Records for the exercise:
=== Begin Enclosure ===
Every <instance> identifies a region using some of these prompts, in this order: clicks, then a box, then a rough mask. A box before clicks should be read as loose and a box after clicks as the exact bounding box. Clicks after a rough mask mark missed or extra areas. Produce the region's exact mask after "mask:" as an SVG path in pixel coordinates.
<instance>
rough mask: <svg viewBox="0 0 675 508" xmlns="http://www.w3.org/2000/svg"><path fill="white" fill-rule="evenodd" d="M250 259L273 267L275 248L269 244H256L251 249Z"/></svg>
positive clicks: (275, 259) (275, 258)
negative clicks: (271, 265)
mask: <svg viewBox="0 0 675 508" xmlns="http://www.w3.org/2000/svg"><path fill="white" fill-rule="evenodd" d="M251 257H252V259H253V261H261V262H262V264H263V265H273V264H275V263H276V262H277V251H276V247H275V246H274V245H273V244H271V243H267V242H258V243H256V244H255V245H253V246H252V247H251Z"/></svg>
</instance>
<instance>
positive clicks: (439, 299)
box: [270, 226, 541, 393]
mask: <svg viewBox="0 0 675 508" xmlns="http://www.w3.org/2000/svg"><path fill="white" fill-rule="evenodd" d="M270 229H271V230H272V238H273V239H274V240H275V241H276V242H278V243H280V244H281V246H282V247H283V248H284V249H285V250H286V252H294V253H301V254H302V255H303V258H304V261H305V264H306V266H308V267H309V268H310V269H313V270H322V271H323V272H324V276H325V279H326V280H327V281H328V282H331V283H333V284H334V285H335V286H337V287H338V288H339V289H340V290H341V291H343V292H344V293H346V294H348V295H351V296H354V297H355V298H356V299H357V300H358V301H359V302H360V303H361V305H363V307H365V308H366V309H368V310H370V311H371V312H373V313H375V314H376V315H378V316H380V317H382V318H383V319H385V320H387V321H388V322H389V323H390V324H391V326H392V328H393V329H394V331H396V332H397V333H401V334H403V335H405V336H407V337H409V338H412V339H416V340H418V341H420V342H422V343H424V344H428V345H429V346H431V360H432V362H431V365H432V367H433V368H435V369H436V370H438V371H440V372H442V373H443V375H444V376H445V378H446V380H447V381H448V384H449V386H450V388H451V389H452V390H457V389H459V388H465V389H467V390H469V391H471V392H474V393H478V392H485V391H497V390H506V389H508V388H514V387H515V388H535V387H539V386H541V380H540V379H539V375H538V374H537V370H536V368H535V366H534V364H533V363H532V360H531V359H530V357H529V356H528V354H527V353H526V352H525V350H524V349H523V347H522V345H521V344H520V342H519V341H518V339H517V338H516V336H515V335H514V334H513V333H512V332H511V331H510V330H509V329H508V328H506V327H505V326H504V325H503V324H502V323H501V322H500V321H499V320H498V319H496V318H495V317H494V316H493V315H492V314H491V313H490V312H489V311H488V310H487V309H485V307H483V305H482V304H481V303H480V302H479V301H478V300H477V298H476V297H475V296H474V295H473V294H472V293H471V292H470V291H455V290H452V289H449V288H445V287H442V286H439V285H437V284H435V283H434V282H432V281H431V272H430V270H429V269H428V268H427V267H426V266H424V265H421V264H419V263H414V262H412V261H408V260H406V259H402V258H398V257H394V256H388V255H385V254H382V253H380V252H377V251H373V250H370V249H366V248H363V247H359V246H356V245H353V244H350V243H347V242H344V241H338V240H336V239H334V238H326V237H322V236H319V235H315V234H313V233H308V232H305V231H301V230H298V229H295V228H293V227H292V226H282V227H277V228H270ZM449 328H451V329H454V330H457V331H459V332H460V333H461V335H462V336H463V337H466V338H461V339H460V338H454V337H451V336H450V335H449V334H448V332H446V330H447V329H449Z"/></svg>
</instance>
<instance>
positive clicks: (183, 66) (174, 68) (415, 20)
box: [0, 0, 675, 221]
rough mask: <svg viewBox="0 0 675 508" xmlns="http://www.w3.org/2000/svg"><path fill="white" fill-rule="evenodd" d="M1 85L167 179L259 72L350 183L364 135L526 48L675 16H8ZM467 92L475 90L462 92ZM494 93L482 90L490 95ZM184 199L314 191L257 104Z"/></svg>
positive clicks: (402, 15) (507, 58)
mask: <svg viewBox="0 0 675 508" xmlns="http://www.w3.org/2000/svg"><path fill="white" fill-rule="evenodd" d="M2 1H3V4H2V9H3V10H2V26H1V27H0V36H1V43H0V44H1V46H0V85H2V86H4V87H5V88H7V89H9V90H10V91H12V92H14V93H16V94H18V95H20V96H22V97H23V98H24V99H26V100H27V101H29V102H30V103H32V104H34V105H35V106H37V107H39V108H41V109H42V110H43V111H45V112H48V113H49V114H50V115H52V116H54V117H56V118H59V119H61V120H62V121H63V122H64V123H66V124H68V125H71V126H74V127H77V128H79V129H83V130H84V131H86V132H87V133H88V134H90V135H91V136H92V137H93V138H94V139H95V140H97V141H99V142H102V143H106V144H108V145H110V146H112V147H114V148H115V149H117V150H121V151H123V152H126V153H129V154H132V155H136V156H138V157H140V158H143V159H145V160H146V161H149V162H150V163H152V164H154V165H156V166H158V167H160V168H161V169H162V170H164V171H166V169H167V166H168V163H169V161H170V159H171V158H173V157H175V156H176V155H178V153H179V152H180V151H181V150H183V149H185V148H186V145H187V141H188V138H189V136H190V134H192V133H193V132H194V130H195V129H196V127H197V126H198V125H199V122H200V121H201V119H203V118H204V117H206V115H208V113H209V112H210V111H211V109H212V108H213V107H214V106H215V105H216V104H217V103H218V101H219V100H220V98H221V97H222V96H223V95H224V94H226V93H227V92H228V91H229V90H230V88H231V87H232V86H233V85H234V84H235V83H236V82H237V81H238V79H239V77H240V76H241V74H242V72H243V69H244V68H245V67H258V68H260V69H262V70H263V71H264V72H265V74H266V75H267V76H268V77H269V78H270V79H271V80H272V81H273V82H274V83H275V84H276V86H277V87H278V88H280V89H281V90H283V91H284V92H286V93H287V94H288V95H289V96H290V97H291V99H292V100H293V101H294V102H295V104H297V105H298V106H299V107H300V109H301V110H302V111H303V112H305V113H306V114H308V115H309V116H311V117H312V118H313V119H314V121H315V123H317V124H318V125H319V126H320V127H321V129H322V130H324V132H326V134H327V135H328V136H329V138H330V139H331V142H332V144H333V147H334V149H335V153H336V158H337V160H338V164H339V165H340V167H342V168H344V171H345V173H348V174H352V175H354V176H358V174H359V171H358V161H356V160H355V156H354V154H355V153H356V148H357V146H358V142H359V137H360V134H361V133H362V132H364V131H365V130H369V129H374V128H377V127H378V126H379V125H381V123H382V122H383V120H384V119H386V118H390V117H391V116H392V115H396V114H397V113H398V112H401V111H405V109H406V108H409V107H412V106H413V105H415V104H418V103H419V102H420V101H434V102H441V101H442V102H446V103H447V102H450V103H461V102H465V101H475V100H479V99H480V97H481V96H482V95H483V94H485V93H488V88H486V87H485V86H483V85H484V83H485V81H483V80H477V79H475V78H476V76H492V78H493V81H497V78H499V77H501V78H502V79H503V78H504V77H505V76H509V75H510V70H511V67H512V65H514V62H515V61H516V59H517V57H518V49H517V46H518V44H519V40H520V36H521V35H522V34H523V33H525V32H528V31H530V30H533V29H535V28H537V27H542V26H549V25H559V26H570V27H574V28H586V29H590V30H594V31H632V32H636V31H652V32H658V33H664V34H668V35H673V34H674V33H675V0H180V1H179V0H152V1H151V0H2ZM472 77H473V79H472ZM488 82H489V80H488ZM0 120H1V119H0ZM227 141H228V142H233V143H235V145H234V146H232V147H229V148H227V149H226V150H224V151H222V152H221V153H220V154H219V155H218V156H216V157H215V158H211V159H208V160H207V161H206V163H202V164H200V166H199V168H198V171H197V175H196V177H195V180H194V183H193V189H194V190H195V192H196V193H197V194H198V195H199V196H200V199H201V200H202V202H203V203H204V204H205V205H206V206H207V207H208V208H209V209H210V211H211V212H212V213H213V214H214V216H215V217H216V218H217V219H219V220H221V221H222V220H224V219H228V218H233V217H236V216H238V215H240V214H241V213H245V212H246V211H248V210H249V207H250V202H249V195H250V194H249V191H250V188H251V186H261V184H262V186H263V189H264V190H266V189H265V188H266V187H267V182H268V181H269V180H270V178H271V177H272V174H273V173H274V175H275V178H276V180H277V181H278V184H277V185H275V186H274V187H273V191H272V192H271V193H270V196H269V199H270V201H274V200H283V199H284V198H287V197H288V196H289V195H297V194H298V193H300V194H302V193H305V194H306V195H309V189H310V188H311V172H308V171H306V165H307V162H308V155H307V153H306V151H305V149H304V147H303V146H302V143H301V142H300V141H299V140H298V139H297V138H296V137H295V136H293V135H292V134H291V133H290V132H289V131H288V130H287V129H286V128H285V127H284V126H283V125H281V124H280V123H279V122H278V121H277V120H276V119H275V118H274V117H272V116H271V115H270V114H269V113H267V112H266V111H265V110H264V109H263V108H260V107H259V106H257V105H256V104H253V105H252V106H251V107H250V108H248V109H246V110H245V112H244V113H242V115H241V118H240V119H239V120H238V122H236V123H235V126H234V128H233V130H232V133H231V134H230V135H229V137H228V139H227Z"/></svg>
=== End Enclosure ===
Work task: Copy the records word for word, from the very start down through the line that contains "positive clicks: (275, 259) (275, 258)".

Answer to this problem:
Every <instance> identifies a region using some of these prompts, in this order: clicks, then a box, then a rough mask. A box before clicks should be read as loose and a box after clicks as the exact bounding box. Clicks after a rough mask mark missed or extra areas. Produce the region's exact mask after "mask:" as an SVG path in pixel coordinates.
<instance>
rough mask: <svg viewBox="0 0 675 508" xmlns="http://www.w3.org/2000/svg"><path fill="white" fill-rule="evenodd" d="M250 259L273 267L275 248L269 244H256L251 249Z"/></svg>
positive clicks: (275, 259) (275, 258)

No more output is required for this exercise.